The First New Vacuum Tube Computer Design For Well Over Half A Century

In a few museums around the world, there lies the special experience of seeing some of the earliest computers. These room-filling monsters have multiple racks of vacuum tubes that are kept working by the dedication and care of their volunteer maintainers. A visit to the primordial vacuum tube computer, Colossus at Bletchley Park, UK, led [Mike] on the path towards designing an entirely new one. He thinks it’s the first to see the light of day in over five decades. ENA, the Electron tube New Automatic Computer, is the result.

It uses 550 Soviet 6N3P double triodes, and its 8-bit Von Neumann architecture is constructed from the tubes wired up as 5-input NOR gates. ROM is a diode matrix, and RAM comes courtesy of reed relays. The whole thing is assembled as eleven PCBs on a wall-mounted frame, with a console that holds the piece de resistance, a display made from an array of LEDs. A Pong game is in development, meanwhile the machine makes an impressive room heater.

If you’d like to see some more vacuum tube computational goodness, we saw Colossus at the National Museum of Computing, back in 1996.

> [SOURCE INFORMATION]:

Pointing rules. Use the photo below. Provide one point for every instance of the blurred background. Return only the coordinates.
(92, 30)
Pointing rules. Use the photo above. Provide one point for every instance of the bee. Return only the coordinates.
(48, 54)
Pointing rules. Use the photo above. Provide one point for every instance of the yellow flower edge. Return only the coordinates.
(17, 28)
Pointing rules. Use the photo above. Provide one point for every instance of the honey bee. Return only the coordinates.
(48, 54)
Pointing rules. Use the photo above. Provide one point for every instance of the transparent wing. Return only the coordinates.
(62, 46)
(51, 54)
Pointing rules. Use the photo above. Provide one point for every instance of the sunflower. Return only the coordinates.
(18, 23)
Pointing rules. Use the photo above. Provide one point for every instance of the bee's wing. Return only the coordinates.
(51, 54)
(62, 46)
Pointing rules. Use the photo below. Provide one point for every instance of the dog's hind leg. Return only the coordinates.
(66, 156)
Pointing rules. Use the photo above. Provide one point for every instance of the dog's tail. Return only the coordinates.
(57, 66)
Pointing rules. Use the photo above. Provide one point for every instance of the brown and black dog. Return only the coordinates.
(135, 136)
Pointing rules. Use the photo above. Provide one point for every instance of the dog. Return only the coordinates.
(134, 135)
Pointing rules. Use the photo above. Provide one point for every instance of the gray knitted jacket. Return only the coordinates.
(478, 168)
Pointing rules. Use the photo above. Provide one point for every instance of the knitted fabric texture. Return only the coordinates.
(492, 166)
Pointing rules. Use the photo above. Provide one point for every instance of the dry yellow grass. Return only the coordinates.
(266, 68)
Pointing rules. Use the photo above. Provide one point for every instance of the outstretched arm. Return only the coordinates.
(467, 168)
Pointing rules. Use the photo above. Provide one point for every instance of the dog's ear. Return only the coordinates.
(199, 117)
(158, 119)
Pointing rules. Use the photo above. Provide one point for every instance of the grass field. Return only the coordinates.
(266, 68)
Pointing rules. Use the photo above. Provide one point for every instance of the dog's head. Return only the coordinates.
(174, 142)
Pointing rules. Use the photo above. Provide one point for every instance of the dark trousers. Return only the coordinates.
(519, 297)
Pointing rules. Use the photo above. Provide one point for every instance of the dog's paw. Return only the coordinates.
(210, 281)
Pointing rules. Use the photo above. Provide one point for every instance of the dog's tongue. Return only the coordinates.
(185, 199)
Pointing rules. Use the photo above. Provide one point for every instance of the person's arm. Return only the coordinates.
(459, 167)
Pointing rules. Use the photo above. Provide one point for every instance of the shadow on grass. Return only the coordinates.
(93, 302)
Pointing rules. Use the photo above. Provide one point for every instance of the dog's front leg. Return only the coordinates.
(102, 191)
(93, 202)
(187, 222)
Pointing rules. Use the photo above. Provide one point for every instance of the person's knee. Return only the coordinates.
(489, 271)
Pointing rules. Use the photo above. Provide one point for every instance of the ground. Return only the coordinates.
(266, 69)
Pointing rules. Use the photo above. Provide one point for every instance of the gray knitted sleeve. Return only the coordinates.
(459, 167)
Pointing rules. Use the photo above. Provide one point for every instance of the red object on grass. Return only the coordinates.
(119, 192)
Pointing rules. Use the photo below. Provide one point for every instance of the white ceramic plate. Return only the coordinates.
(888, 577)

> [TASKS AND EXERCISES]:
1) Write out the part of the vacuum tube computer article that begins with the words "In a few museums" and ends after "is the result.".
2) According to the vacuum tube computer article, what led Mike to design a new vacuum tube computer?
You won't need the rows for this.

> [ANSWERS TO THE EXERCISE]:
1)
In a few museums around the world, there lies the special experience of seeing some of the earliest computers. These room-filling monsters have multiple racks of vacuum tubes that are kept working by the dedication and care of their volunteer maintainers. A visit to the primordial vacuum tube computer, Colossus at Bletchley Park, UK, led [Mike] on the path towards designing an entirely new one. He thinks it’s the first to see the light of day in over five decades. ENA, the Electron tube New Automatic Computer, is the result.

2) A visit to Colossus at Bletchley Park, UK, set Mike on the path toward designing an entirely new vacuum tube computer. The article calls Colossus the primordial vacuum tube computer.